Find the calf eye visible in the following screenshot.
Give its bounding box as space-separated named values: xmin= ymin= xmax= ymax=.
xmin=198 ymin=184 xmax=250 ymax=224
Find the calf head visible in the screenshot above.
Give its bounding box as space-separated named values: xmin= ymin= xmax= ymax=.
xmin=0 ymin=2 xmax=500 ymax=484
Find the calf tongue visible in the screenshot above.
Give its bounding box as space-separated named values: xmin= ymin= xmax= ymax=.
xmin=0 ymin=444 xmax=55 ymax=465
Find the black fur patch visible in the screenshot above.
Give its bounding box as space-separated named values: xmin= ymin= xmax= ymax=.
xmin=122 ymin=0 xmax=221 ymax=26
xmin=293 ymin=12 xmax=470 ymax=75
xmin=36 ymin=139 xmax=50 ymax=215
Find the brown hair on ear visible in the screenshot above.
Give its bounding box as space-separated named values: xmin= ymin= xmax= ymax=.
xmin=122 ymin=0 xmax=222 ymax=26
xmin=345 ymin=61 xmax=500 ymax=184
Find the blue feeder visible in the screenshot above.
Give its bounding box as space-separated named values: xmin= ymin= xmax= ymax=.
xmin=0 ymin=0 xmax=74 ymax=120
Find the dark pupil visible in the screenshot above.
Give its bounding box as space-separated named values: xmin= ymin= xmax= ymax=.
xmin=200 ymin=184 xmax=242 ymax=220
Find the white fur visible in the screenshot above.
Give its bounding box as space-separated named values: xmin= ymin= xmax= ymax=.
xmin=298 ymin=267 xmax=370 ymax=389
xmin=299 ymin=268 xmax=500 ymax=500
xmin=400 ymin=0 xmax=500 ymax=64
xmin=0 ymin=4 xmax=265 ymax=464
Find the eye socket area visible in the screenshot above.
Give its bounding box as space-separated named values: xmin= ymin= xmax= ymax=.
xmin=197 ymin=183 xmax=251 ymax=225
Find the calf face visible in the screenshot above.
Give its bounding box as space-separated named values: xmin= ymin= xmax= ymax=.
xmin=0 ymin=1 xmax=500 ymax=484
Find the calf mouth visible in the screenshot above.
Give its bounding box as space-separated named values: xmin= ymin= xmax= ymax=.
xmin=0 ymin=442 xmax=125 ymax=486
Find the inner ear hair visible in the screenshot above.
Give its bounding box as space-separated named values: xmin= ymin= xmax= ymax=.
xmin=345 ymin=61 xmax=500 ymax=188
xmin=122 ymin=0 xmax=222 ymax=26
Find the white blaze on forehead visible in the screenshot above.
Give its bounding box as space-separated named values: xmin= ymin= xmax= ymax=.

(Work to be completed) Recast the data, from its first line through the line holding "xmin=0 ymin=2 xmax=500 ymax=484" inclusive, as a Markdown table with the columns No. and Line, numbering each row and leaving out blank lines.

(Written response)
| No. | Line |
|---|---|
| 1 | Find the calf eye visible in the following screenshot. |
| 2 | Give its bounding box as space-separated named values: xmin= ymin= xmax= ymax=. |
| 3 | xmin=198 ymin=184 xmax=250 ymax=224 |
| 4 | Find the calf head visible in the screenshot above. |
| 5 | Give its bounding box as space-separated named values: xmin= ymin= xmax= ymax=. |
| 6 | xmin=0 ymin=2 xmax=500 ymax=484 |